▸ **DIRECTIVE**: Tally the lines of the records below that contain the string "separate" with matching case, and reply with that number alone.

────────────────

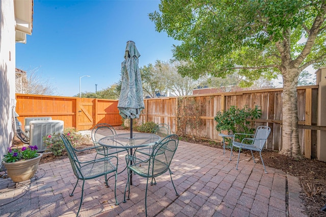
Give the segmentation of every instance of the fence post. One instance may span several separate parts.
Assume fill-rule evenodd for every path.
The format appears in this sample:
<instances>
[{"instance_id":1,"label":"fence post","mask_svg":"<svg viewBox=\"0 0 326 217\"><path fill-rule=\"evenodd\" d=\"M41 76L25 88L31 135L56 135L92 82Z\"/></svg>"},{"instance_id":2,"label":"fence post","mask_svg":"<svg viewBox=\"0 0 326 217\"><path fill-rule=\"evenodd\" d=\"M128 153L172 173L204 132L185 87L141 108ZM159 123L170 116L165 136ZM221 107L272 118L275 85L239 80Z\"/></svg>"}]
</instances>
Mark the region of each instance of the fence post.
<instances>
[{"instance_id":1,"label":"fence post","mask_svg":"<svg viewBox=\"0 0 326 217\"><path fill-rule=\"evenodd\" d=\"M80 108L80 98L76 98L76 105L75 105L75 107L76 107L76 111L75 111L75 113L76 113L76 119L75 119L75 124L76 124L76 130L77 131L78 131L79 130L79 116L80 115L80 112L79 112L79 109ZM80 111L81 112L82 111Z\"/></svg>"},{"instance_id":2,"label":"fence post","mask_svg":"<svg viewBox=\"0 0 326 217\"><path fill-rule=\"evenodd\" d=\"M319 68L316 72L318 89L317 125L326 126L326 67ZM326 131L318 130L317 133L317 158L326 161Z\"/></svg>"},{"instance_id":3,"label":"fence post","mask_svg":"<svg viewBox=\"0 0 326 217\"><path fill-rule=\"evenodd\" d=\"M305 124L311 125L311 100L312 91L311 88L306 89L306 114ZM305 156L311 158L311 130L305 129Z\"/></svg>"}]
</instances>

────────────────

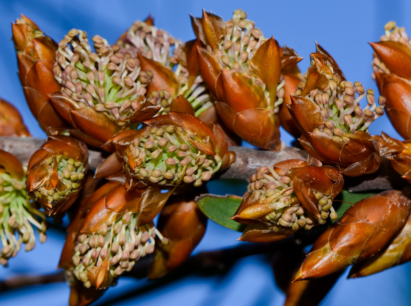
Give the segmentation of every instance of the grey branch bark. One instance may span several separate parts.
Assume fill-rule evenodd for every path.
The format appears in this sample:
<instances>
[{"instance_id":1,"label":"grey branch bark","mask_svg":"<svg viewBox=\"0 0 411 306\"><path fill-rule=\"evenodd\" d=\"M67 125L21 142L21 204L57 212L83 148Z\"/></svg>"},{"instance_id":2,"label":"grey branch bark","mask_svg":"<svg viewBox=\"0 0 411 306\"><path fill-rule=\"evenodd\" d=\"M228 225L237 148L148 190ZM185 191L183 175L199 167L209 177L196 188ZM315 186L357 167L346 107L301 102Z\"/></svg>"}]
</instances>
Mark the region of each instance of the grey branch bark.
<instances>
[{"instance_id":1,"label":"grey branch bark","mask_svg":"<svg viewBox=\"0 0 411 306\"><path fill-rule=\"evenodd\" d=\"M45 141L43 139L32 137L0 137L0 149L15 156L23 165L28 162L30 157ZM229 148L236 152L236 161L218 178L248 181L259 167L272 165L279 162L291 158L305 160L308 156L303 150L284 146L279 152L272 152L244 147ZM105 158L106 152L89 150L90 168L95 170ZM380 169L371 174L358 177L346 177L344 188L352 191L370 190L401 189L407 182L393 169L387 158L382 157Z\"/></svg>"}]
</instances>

────────────────

▸ **RESULT OF THE TASK**: 2